And it succeeds. “The Woman Who Fell To Earth” is brilliant television. Giving us much more of an ensemble show than we’ve previously seen in modern Who, it introduces and develops four vividly sketched characters —Ryan Sinclair, Yasmin Khan, and Ryan’s mixed-race grandparents, Graham and Grace O’Brien, before we even see Jodie Whittaker’s Doctor for the first time, crashing in through the roof of a train to save Graham and Grace from a menace which is best described as a flying electric spaghetti monster. She is instantly a delight, effortlessly authoritative, sure of herself, and every inch the hero. Peter Capaldi’s opening episode, “Deep Breath”, pushed the show’s boundaries by giving us a Doctor who might possibly be a murderer, setting the theme for a season where the Doctor constantly agonised over whether he was a good man or not. No doubts here: her first instinct is immediately to protect the innocent, to save lives, to work against the alien threat. She’s a good woman, no question, and a worthy inheritor of the sonic screwdriver.

Dr WhoJodie Whittaker’s first episode is also the first under a new showrunner, with Chris Chibnall taking up the reins from Stephen Moffat, and there’s an immediate change in the aesthetic and the style of storytelling. Dedicated South Wales scenery-spotters will be delighted by the prominent appearance of Garth Hill, standing in for the Yorkshire Dales, but thereafter the scene mostly takes place in Sheffield at night, with lots of flaring arc lights, crackles of electricity, and gleaming wet tarmac and tile. It’s very different from the brightly coloured science-fairy-tale style Stephen Moffat developed, a kind of grungy aesthetic that frequently recalls Ridley Scott’s Alien (1979), particularly in the slick black supercooled armour worn by the main villain, Tzim-Sha (frequently mispronounced as Tim Shaw, in one of the episode’s best jokes).
┄┄┄┄┄┄
▶ _TASKS TO CARRY OUT_
**a.** Using the Doctor Who review, decide whether each statement agrees with it, and back each yes or no with the deciding words quoted from the review. (i) The Doctor first appears crashing through the roof of a train. (ii) Graham and Grace are Yasmin's grandparents. (iii) Most of the episode is set in Sheffield at night.
**b.** According to the Doctor Who review, which location stands in for the Yorkshire Dales?
**c.** Write the next paragraph of the Doctor Who review, starting after its final sentence.

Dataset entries
┄┄┄┄┄┄
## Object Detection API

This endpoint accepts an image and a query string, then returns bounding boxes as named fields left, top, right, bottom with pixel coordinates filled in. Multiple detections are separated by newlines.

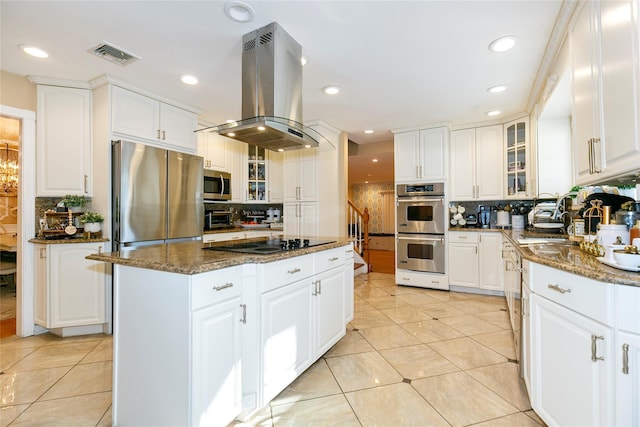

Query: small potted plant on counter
left=78, top=211, right=104, bottom=233
left=62, top=194, right=87, bottom=212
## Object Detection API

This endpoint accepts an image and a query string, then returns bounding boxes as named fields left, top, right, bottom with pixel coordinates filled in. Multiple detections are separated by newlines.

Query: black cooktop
left=203, top=238, right=335, bottom=255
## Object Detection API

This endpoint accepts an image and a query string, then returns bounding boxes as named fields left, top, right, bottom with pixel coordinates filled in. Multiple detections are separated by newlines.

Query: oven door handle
left=398, top=236, right=444, bottom=242
left=398, top=197, right=444, bottom=203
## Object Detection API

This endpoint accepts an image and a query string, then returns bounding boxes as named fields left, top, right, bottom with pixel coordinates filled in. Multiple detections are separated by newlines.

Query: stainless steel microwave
left=203, top=169, right=231, bottom=201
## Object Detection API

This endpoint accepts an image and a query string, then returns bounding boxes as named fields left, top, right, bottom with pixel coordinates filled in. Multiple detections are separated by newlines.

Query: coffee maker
left=478, top=205, right=491, bottom=228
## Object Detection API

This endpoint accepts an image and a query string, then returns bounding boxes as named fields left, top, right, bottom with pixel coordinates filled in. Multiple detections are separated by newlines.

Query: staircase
left=347, top=200, right=369, bottom=276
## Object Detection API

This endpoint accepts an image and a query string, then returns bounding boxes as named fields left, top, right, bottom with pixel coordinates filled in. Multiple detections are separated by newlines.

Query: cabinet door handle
left=240, top=304, right=247, bottom=325
left=622, top=344, right=629, bottom=375
left=591, top=334, right=604, bottom=362
left=213, top=283, right=233, bottom=291
left=587, top=138, right=593, bottom=174
left=591, top=138, right=601, bottom=173
left=547, top=284, right=571, bottom=294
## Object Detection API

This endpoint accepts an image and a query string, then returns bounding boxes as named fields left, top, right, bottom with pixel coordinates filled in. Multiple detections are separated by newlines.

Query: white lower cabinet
left=520, top=260, right=532, bottom=396
left=614, top=286, right=640, bottom=426
left=113, top=245, right=353, bottom=427
left=449, top=231, right=504, bottom=291
left=191, top=296, right=243, bottom=426
left=259, top=246, right=353, bottom=406
left=34, top=243, right=107, bottom=336
left=528, top=263, right=621, bottom=426
left=531, top=294, right=615, bottom=426
left=113, top=265, right=245, bottom=427
left=311, top=263, right=345, bottom=361
left=260, top=280, right=313, bottom=404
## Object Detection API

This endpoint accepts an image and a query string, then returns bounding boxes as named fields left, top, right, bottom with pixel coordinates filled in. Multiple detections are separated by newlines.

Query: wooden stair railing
left=347, top=200, right=369, bottom=265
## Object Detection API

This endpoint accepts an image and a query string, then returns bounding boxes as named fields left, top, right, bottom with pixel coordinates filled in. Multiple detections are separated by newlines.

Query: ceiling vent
left=87, top=42, right=142, bottom=66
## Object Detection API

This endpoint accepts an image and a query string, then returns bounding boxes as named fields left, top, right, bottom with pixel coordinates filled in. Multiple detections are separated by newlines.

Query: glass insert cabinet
left=247, top=144, right=267, bottom=200
left=504, top=118, right=529, bottom=198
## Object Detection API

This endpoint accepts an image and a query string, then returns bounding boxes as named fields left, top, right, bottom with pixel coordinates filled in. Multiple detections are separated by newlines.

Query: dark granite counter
left=203, top=226, right=283, bottom=234
left=449, top=227, right=640, bottom=287
left=29, top=237, right=109, bottom=245
left=87, top=237, right=351, bottom=274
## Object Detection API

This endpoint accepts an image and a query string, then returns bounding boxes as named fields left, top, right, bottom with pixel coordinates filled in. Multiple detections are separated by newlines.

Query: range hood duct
left=201, top=22, right=328, bottom=151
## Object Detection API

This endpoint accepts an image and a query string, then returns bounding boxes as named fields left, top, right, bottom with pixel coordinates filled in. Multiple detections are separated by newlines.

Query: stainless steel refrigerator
left=112, top=141, right=204, bottom=251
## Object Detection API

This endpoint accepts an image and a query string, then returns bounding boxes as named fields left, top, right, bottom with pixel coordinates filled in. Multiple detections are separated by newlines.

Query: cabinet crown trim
left=27, top=76, right=92, bottom=89
left=88, top=74, right=202, bottom=114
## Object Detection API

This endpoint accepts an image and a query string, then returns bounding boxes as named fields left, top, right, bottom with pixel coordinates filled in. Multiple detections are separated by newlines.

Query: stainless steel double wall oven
left=396, top=182, right=447, bottom=274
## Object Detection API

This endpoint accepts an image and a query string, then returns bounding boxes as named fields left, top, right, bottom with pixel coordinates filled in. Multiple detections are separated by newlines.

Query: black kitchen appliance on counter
left=203, top=238, right=335, bottom=255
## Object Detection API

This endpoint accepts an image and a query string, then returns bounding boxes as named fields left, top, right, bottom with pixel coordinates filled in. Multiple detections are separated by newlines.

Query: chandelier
left=0, top=144, right=19, bottom=194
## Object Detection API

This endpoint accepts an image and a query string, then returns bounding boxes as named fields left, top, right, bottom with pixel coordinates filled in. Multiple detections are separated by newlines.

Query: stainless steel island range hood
left=200, top=22, right=324, bottom=151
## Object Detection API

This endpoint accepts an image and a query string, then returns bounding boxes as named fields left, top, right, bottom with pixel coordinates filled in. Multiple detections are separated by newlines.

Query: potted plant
left=78, top=211, right=104, bottom=233
left=62, top=194, right=87, bottom=212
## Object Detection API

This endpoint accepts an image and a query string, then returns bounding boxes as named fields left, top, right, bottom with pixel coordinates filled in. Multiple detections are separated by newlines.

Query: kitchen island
left=87, top=238, right=353, bottom=426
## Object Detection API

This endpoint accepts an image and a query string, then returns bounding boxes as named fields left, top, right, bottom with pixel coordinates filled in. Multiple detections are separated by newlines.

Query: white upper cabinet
left=111, top=86, right=197, bottom=153
left=570, top=0, right=640, bottom=185
left=504, top=117, right=535, bottom=199
left=197, top=130, right=230, bottom=172
left=394, top=127, right=448, bottom=183
left=283, top=149, right=319, bottom=202
left=36, top=85, right=92, bottom=197
left=450, top=125, right=504, bottom=201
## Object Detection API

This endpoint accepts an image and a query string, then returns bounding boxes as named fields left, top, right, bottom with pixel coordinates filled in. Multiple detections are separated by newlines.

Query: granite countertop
left=29, top=237, right=109, bottom=245
left=87, top=237, right=351, bottom=274
left=503, top=230, right=640, bottom=287
left=449, top=227, right=640, bottom=287
left=203, top=226, right=283, bottom=234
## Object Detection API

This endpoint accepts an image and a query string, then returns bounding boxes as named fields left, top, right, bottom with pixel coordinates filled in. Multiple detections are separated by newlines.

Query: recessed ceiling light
left=487, top=85, right=507, bottom=93
left=322, top=86, right=340, bottom=95
left=180, top=74, right=198, bottom=85
left=18, top=44, right=49, bottom=58
left=489, top=36, right=518, bottom=52
left=224, top=0, right=256, bottom=22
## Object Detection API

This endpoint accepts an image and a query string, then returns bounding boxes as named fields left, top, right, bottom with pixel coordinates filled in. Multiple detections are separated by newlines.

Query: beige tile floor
left=0, top=273, right=542, bottom=427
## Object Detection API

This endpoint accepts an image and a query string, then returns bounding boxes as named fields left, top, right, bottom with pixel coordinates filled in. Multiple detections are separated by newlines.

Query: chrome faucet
left=550, top=191, right=578, bottom=221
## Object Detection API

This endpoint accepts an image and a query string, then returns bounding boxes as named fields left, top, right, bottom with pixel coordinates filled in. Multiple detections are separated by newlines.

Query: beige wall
left=0, top=70, right=36, bottom=111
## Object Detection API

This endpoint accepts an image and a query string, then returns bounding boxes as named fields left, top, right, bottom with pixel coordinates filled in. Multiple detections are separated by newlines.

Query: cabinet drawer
left=202, top=231, right=247, bottom=243
left=530, top=264, right=614, bottom=325
left=449, top=231, right=480, bottom=243
left=616, top=285, right=640, bottom=334
left=191, top=266, right=242, bottom=310
left=261, top=254, right=314, bottom=292
left=313, top=248, right=347, bottom=274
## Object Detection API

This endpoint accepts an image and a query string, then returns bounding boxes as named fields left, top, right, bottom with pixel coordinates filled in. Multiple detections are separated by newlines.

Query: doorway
left=0, top=116, right=22, bottom=338
left=0, top=105, right=36, bottom=337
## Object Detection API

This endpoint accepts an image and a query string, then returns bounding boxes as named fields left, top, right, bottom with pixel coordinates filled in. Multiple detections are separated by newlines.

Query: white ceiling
left=0, top=0, right=562, bottom=184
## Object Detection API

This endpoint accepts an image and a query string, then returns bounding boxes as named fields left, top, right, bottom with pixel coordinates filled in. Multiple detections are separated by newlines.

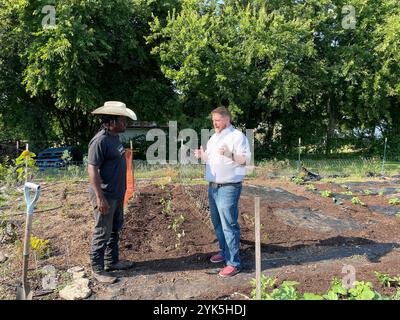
┄┄┄┄┄┄
▶ _RESULTS FOR EACH TASK_
**a.**
(i) Yes: "crashing in through the roof of a train to save Graham and Grace"
(ii) No: "Ryan’s mixed-race grandparents, Graham and Grace O’Brien"
(iii) Yes: "the scene mostly takes place in Sheffield at night"

**b.** Garth Hill.

**c.**
Peter Capaldi plucked his sonic screwdriver from the TARDIS console fully formed, like the sword from the stone; Jodie Whittaker forges hers from Sheffield steel and scrounged table spoons in a workshop montage. The two approaches say something about the storytelling of the episode. Even when he was pushing the limits of what the show could do, Stephen Moffat had a kind of mythical approach to narrative epitomised in the nicknames he gave to his companions: ‘the girl who waited’ for Amy Pond, ‘the impossible girl’ for Clara Oswald. Like its aesthetic, the storytelling in “The Woman Who Fell To Earth” is rougher and less polished, but in a way that feels revitalising rather than abrasive. Characters exist in relation to one another, not just in relation to the Doctor. We spend the first half hour or so unaware what relation Tzim-Sha and the flying electric spaghetti monster (or gatherer coil, as it turns out to be) have to one another. The Doctor’s initial guess, that Earth has become a battleground for two alien races, turns out to be a red herring. In fact, the gatherer coil is a scout for Tzim-Sha, detecting the human he must hunt down and take as a trophy in order to be named the leader of his race. His face, when we see it, is gruesomely speckled with the teeth of previous trophies claimed, instantly making him one of the most memorable parts of the episode, and he has an unusually interesting character as a leader not up to the grizzly standards of his warrior race, who must therefore cheat to pass his challenge. After the threat is vanquished, the back end of the episode is also a surprise, with the Doctor sticking around for a funeral she’d have usually missed in a Stephen Moffat script. It heralds a new focus on character also evident in the post-credit Coming Soon trailer, one of the few flops of the episode, which gives us a seemingly endless parade of future guest stars without a single monster or explosion. (What were they thinking?)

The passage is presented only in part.